• **WRITTEN TASK**
Reproduce the records below word for word, including every coordinate line. Leave out the pictures.

-------- TASK INPUT

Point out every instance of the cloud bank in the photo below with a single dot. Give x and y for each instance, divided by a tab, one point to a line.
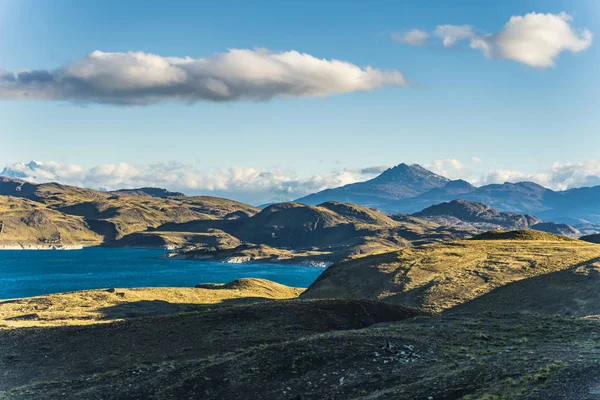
238	74
251	185
257	186
533	39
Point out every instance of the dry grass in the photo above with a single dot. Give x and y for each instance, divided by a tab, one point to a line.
441	276
28	223
107	305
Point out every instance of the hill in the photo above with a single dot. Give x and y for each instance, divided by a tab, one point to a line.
478	215
147	191
28	224
409	189
591	238
108	305
442	276
115	215
319	349
329	232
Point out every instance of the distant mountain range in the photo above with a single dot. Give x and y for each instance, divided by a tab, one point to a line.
411	188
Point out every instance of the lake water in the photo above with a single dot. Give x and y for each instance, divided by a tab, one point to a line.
26	273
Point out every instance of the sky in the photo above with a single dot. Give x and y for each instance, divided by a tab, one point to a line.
269	100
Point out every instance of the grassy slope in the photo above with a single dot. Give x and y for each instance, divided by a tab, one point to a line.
107	305
441	276
114	216
311	350
28	223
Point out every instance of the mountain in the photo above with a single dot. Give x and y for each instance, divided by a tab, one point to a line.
408	189
478	215
400	182
147	191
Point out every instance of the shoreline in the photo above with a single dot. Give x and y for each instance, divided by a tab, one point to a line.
41	247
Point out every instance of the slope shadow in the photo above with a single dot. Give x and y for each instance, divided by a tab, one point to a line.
147	308
574	291
71	351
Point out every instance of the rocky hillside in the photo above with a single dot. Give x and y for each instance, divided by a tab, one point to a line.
443	276
112	215
591	238
318	349
326	233
28	224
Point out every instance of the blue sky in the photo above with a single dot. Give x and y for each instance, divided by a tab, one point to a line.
457	105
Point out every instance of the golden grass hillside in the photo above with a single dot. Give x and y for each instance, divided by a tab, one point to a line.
441	276
107	305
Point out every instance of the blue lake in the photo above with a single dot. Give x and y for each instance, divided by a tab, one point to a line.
26	273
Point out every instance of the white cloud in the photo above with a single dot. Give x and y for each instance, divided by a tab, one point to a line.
452	34
258	186
537	39
561	176
450	168
238	74
415	37
247	184
534	39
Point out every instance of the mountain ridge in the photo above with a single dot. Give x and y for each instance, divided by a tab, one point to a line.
420	188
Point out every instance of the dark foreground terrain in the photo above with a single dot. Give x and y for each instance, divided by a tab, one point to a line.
306	349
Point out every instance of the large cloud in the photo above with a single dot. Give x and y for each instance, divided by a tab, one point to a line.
258	186
561	176
533	39
238	74
247	184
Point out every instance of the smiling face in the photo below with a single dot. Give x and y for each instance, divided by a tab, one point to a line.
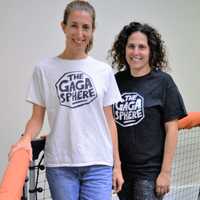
137	54
79	32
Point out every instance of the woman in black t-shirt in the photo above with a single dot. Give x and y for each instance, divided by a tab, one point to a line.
147	116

----------------

• **TASK SOLUTION**
Point out every instance of the cloud bank in the photo below with a single dot. Give x and y for each instance, divided by a tab, one point to a line.
238	74
251	185
257	186
533	39
Point out every instance of the dry grass in the photo above with a single dot. Give x and y for each instance, divided by a tab, one point to a line.
441	276
28	223
107	305
Point out every instance of the hill in the photo above with a single dot. Give x and y for each instance, divided by a tab, one point to a line.
478	215
147	191
28	224
409	189
591	238
108	305
442	276
115	215
319	349
329	232
Point out every instance of the distant mountain range in the photo above with a single dot. Give x and y for each instance, divided by a tab, one point to a line.
411	188
Point out every instance of the lake water in the photo above with a single dot. Give x and y for each instance, divided by a tab, one point to a line.
26	273
Point out every instance of the sky in the photo above with a single dot. Give x and y for each instance, divided by a tab, one point to a line.
269	100
Point out every instance of the grassy slope in the photo above with a single dot. Give x and y for each instance, divided by a tab, one point to a line.
107	305
441	276
114	216
311	350
28	223
Point out every instance of the mountain in the photo above with a single dot. Give x and y for each instance, divided by a tab, one point to a line.
408	189
478	215
400	182
147	191
Point out every instance of the shoreline in the photo above with a single dot. Give x and y for each instance, divided by a tab, one point to a line.
41	247
Point out every instance of the slope shadow in the photo above with a single dot. Give x and y for each instance, divided by a tab, one point to a line.
147	308
574	291
71	351
Point out every instance of the rocky hillside in the photo above with a single dot. Give x and y for each instance, divided by a tab, one point to a line.
443	276
112	215
591	238
318	349
326	233
28	224
Point out every instance of the blue sky in the photo above with a single dot. Give x and y for each instance, divided by a tab, one point to a line.
457	105
Point out every instance of the golden grass hillside in the photo above with a single dot. Give x and y for each instance, divided by a tab, one point to a line.
441	276
107	305
Point out every instance of the blue lake in the photo above with a single dot. Give x and y for each instance, divided by a tab, one point to a line.
26	273
Point out every instance of the white cloud in the photo above with a single dot. Give x and y for each instance, divided by a tab, one point to a line.
452	34
258	186
537	39
561	176
450	168
238	74
415	37
247	184
534	39
Point out every instance of the mountain ridge in the photo above with a single dot. Give x and y for each instance, divided by a tab, one point to a line.
420	188
Point out every instance of the dark foreground terrain in the photo above with a single dot. Give x and y for each instance, divided by a tab, one point to a line.
306	349
Point out every instance of the large cloud in the photo above with a single dot. Give x and y for each instance, divided by a tab, one point to a line.
258	186
561	176
533	39
238	74
247	184
Point out every instance of the smiling face in the photo below with a single dot. Give x and y for each instance, divided by a tab, one point to a line.
137	54
79	32
Point out every instance of the woman in black t-shirt in the photo above with a single dot. Give x and y for each instance, divided by a tab, one point to a line.
147	116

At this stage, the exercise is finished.